▶ THE PROBLEM
Carry over everything from the line that contains "like x=96 y=342." down to the line that contains "x=614 y=326", both included, and add -75 to each coordinate in the answers while leaving the rest of every line unchanged.

Lines from a dataset
..............................
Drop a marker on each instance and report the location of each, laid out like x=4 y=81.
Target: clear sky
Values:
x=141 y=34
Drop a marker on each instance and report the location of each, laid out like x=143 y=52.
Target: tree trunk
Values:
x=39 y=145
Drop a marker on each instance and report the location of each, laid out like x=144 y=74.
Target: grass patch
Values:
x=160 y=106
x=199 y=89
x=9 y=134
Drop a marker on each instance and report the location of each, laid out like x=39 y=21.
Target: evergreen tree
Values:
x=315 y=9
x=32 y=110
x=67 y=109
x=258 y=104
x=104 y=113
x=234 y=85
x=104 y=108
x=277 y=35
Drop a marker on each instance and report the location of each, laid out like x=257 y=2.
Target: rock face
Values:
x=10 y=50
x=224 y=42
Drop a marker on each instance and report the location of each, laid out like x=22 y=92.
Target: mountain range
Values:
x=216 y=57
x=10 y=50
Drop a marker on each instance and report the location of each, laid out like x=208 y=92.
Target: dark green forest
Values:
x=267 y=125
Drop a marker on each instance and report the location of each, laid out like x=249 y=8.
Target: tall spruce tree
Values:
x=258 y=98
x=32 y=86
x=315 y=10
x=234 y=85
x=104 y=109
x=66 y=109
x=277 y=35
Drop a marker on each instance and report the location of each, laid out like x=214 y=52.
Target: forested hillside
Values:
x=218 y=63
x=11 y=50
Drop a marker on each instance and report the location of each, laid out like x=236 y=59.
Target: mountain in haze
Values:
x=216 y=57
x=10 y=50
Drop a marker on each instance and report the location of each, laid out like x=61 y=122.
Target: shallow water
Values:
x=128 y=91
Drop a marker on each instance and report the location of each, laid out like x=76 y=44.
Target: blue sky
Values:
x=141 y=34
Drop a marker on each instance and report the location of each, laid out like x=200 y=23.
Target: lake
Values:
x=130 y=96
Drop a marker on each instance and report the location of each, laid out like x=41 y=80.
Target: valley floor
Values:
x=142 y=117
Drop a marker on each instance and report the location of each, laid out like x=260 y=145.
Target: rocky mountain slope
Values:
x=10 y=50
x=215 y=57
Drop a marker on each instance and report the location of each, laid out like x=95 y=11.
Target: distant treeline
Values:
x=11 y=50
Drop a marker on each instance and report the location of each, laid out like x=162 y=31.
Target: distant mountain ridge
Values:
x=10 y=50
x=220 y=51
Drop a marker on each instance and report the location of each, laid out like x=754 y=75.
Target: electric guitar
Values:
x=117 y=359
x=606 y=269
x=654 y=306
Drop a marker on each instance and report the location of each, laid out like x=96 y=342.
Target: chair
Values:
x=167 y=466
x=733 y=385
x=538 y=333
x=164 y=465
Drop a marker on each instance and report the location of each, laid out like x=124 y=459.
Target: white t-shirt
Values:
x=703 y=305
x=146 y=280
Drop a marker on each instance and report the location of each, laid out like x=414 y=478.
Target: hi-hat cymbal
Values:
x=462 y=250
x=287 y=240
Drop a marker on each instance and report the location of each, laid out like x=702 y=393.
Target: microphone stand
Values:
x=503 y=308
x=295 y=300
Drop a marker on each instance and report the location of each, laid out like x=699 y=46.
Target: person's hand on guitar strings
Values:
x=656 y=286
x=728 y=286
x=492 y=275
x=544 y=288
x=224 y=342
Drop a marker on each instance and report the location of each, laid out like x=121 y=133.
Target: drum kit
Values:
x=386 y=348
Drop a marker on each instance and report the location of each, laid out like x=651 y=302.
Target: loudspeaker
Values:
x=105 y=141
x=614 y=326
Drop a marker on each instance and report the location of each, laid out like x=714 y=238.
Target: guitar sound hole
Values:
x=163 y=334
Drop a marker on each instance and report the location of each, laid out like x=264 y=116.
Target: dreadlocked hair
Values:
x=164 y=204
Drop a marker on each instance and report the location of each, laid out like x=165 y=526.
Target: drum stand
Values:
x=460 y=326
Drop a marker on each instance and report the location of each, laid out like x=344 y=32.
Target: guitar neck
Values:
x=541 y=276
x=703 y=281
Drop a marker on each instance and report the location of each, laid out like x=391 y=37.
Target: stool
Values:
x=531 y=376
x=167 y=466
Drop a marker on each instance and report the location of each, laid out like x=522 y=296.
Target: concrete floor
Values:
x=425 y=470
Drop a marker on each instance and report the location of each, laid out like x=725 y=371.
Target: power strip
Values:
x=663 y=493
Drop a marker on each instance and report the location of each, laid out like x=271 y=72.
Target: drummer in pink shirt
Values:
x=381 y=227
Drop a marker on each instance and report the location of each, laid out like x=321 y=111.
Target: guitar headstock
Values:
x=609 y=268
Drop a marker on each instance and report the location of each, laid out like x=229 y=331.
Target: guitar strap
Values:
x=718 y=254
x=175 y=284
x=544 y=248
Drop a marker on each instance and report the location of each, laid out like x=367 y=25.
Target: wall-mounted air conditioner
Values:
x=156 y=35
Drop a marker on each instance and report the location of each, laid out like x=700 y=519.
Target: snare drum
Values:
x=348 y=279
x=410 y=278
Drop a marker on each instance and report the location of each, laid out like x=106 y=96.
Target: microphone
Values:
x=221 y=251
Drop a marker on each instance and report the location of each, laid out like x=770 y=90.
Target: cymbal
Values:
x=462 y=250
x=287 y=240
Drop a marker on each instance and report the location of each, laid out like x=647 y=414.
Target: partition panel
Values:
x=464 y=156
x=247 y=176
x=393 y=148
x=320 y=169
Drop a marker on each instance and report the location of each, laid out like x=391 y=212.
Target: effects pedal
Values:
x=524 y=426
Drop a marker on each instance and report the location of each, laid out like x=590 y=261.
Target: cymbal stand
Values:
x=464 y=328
..............................
▶ WRITTEN SOLUTION
Drop a marker on each instance and report the location of each, laid out like x=96 y=342.
Target: chair
Values:
x=92 y=391
x=658 y=310
x=463 y=258
x=89 y=390
Drop a marker on each instance and report the location of each, laid out like x=124 y=459.
Target: white t-shirt
Values:
x=628 y=230
x=71 y=205
Drop a marker on each instance and report the location of each, laid out like x=414 y=478.
Target: hi-hat cymbal
Values:
x=387 y=175
x=212 y=165
Drop a marker on each instance and report the location of each, laid out like x=702 y=393.
Target: microphone stand
Values:
x=428 y=233
x=220 y=225
Drop a marker on each instance and report the location of each, laid out like x=699 y=46.
Target: person's hand on guitar strings
Values:
x=581 y=211
x=653 y=211
x=417 y=200
x=469 y=213
x=149 y=267
Drop a marker on each instance and report the location of each, laid out like x=121 y=133.
Target: drum kit
Values:
x=311 y=273
Drop a marker on each instance and report the location of each, laid out like x=651 y=302.
Target: loudspeaker
Values:
x=30 y=66
x=539 y=251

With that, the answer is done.